→ Objective
Convert the data below, from the line containing "Category: neighboring house roof" through the final line, into a Markdown table with the columns Row and Line. Number each row and leave out blank lines.

→ Data rows
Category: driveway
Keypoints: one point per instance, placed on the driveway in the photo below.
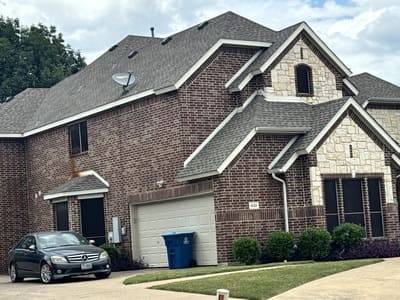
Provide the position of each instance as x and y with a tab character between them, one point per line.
377	281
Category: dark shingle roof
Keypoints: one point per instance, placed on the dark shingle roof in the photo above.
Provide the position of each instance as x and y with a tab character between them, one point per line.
262	113
155	66
78	184
280	38
370	86
15	113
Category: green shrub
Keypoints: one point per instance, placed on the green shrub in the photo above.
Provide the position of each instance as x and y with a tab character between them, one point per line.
280	245
314	243
347	236
246	250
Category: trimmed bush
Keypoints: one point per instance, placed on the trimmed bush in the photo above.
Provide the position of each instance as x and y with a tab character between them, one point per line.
246	250
314	243
280	245
374	249
347	236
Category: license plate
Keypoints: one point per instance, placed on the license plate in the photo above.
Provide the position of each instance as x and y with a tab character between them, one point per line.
86	266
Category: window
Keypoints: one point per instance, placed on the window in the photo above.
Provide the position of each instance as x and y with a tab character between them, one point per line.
78	138
303	80
61	210
346	201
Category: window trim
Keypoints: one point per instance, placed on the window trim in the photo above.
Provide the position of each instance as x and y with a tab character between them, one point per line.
310	92
79	125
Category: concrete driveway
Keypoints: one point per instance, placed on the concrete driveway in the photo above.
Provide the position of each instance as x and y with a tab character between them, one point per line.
377	281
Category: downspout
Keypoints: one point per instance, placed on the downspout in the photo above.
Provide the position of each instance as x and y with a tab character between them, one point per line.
285	208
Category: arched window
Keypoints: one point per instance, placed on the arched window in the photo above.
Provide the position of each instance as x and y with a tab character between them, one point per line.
303	80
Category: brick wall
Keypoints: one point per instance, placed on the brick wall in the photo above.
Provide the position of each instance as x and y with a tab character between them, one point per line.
13	213
136	145
246	179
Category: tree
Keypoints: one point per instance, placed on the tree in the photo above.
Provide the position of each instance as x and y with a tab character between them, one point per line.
34	56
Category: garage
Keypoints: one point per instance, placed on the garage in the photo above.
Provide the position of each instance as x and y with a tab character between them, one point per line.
150	221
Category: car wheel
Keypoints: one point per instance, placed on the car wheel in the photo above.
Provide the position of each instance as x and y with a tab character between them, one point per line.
14	274
45	273
102	275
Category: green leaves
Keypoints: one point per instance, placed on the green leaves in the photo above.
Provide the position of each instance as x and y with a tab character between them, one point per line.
34	57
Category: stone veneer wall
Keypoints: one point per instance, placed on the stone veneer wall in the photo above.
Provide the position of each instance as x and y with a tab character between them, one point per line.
388	117
284	81
333	157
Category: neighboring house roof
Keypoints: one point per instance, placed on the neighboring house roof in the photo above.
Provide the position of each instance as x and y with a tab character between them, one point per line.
307	123
87	183
156	67
15	113
373	88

→ Expected answer
| Row | Line |
|---|---|
| 1 | Category: neighboring house roof |
| 2 | Keypoints: one point per instance, placed on the neighboring house roof in the photo above. |
| 3 | Provide the position of each instance as x and y with a tab character between them, one point per line. |
| 4 | 307	123 |
| 5 | 87	183 |
| 6 | 156	67 |
| 7 | 15	113 |
| 8 | 373	88 |